DIRECTION> Will you write out the data exactly, excluding every picture?

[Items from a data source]
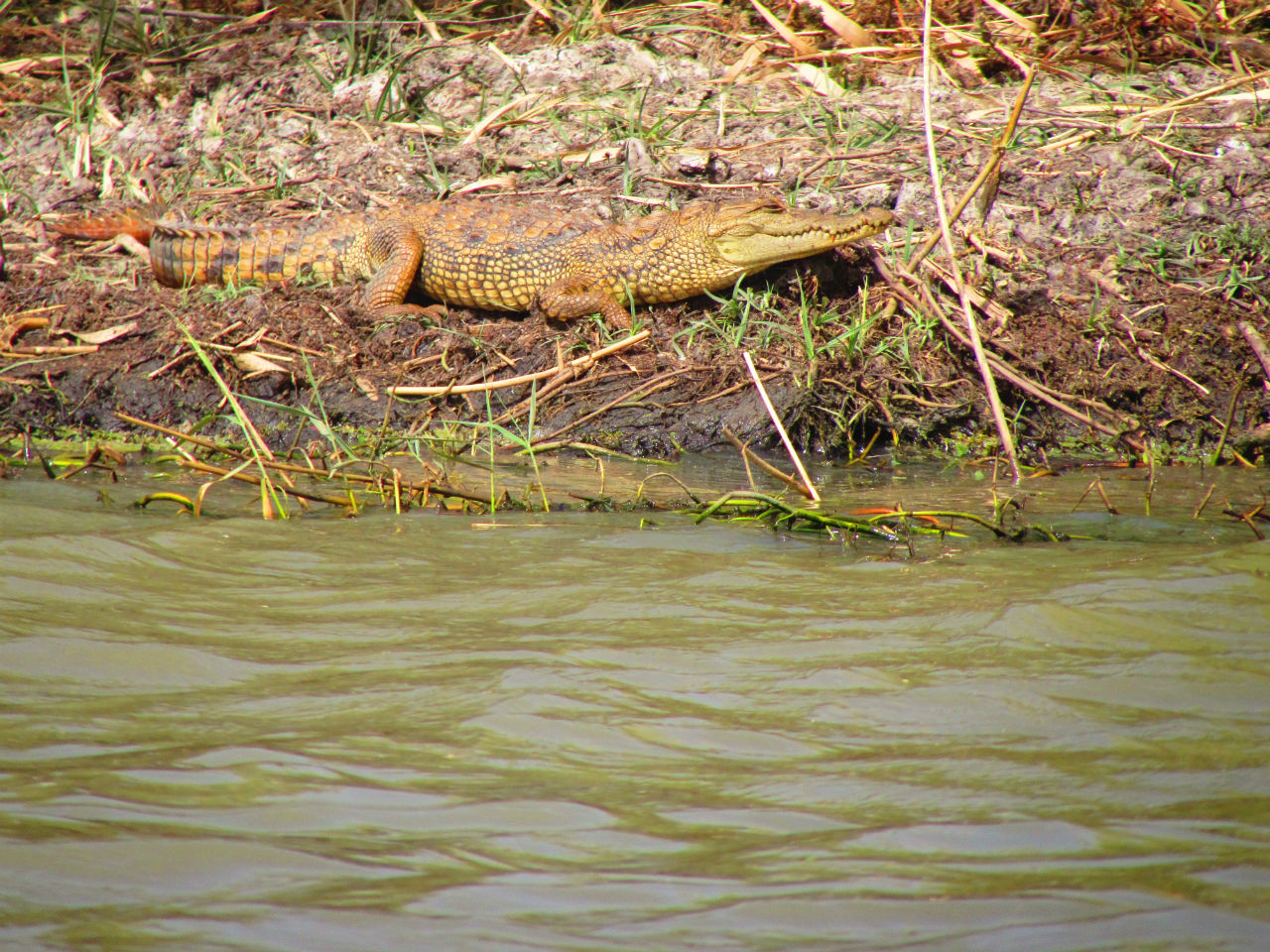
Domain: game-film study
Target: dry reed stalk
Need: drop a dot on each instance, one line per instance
(579, 363)
(989, 384)
(780, 428)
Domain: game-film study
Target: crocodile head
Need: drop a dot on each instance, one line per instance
(753, 234)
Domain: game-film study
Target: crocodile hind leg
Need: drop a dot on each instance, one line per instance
(394, 250)
(572, 298)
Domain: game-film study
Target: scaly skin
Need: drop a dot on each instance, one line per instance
(498, 255)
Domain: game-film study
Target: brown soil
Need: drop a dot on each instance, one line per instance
(1130, 266)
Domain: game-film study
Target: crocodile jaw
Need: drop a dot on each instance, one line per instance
(771, 232)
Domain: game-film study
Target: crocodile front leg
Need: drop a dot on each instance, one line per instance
(574, 298)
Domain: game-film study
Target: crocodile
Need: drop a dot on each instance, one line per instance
(498, 255)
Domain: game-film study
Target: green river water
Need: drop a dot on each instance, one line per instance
(598, 731)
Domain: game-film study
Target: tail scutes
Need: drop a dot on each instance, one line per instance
(136, 222)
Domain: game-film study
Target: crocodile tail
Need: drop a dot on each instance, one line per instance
(135, 222)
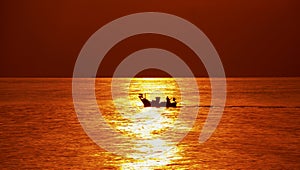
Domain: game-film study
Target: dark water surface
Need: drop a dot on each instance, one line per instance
(260, 127)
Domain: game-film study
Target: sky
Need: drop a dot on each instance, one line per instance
(252, 38)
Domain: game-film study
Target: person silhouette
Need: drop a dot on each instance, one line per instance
(168, 101)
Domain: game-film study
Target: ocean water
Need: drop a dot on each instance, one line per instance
(259, 129)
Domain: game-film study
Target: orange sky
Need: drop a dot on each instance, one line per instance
(253, 38)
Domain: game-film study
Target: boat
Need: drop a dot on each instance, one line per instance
(156, 102)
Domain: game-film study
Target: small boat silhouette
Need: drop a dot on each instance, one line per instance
(156, 102)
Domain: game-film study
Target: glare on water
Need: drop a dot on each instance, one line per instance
(259, 128)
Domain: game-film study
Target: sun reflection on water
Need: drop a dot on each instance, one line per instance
(147, 125)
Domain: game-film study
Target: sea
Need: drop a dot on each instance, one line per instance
(41, 128)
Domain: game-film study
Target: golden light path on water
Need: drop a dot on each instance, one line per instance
(147, 125)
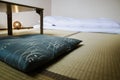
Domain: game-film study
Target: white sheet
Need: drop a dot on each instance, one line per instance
(82, 25)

THE COMPLETED TASK>
Domain: game-film study
Target: dry reed stalk
Need: drop a dot on each instance, one line per instance
(579, 363)
(989, 384)
(780, 428)
Domain: game-film study
Target: crocodile head
Need: drop a dot on each instance, one line per instance
(753, 234)
Domain: game-film study
Target: crocodile hind leg
Need: drop a dot on each instance, one line per instance
(394, 250)
(572, 298)
Domain: game-film study
Target: scaly skin
Need: drop a dot on each instance, one line per instance
(498, 255)
Domain: game-film study
Target: brown soil
Need: drop a dot on each instance, one line per instance
(1130, 266)
Domain: game-film study
Target: crocodile jaw
Need: drop a dot on each instance, one line per instance
(771, 232)
Domain: game-film study
Target: crocodile front leg
Need: drop a dot on each instance, one line per instance
(574, 298)
Domain: game-film study
Target: crocodile
Need: drop a dot on each instance, one line per instance
(498, 255)
Domain: game-film study
Target: green river water
Need: drop a dot on each instance, one line per instance
(598, 731)
Domain: game-film study
Target: tail scutes
Need: drop a dot on each instance, one line per instance
(136, 222)
Domain: game-film study
Target: crocodile tail
Need: drop a dot on each instance, one line per instance
(135, 222)
Domain: game-film study
Target: dark water surface
Need: drop a dot on each instance, one line per instance
(260, 127)
Domain: game-film study
Target: sky
Need: drop a dot on each instance, one line per instance
(252, 38)
Domain: game-film study
Target: person silhouette
Need: drop a dot on each instance, one line per instance
(168, 101)
Domain: game-film study
Target: ocean water
Need: drop a dot on each instance, one line per instance
(259, 129)
Domain: game-film study
Target: orange sky
Need: drop a dot on each instance, one line per instance
(253, 38)
Domain: game-film study
Target: boat
Need: drop a dot on each instance, one line per instance
(156, 102)
Domain: game-film study
Target: small boat silhouette
Need: drop a dot on each instance, one line per instance
(156, 102)
Domain: game-film study
Target: glare on water
Need: drop a dot on each instance, one line per instance
(259, 128)
Domain: game-film study
Target: sun reflection on water
Need: drop a dot on each instance, one line per instance
(147, 125)
Domain: game-film study
Target: sea
Need: drop a dot on each instance, one line per instance
(41, 128)
Domain: game-film study
Target: golden light path on water
Need: drop a dot on each instance, one line per instance
(147, 125)
Domain: game-film study
Target: white sheet
Need: drop a dot on each instance, one line per instance
(82, 25)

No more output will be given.